*Text to read:*
// Copyright (c) 2018 Fabian Schuiki

//! Item sets derived from a grammar.

use std;
use std::fmt;
use std::ops::{Index, IndexMut};
use std::collections::{BTreeSet, HashSet};
use std::iter::{once, repeat};
use std::mem::replace;

use bit_set::BitSet;

use Pretty;
use grammar::{self, Grammar, NonterminalId, RuleId, Symbol, TerminalId};
use first::FirstSets;
use honalee;

/// All item sets of a grammar.
#[derive(Debug, Clone, PartialEq, Eq, Hash)]
pub struct ItemSets(Vec<ItemSet>);

/// An item set.
#[derive(Debug, Clone, PartialEq, Eq, Hash)]
pub struct ItemSet {
    /// The id of this item set.
    pub(crate) id: ItemSetId,
    /// The items in the set.
    pub(crate) items: Vec<Item>,
    /// The number of kernel items.
    pub(crate) kernel: usize,
}

/// A single item.

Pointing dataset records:

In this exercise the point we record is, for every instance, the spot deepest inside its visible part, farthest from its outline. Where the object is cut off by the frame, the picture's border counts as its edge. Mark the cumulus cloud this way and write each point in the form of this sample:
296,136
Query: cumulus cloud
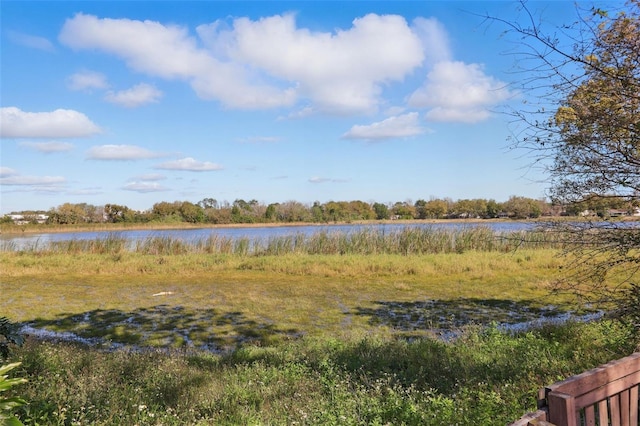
266,63
120,153
32,180
455,91
6,171
138,95
87,191
318,179
260,139
144,187
48,147
170,52
61,123
189,164
434,38
87,80
150,177
31,41
400,126
340,71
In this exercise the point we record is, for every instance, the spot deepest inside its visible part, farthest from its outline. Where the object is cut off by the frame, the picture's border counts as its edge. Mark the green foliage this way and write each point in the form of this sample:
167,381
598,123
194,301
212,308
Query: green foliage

*Requirements:*
1. Using the doc comments in the Rust code on item sets, explain what each field of the ItemSet struct holds.
2. According to the Rust code on item sets, who holds the copyright, and in what year?
Answer using only the text, not the material.

*Answers to the exercise:*
1. The id field holds the id of the item set, and the items field holds the items in the set as a Vec<Item>. The kernel field, a usize, holds the number of kernel items.

2. Fabian Schuiki holds the copyright, dated 2018.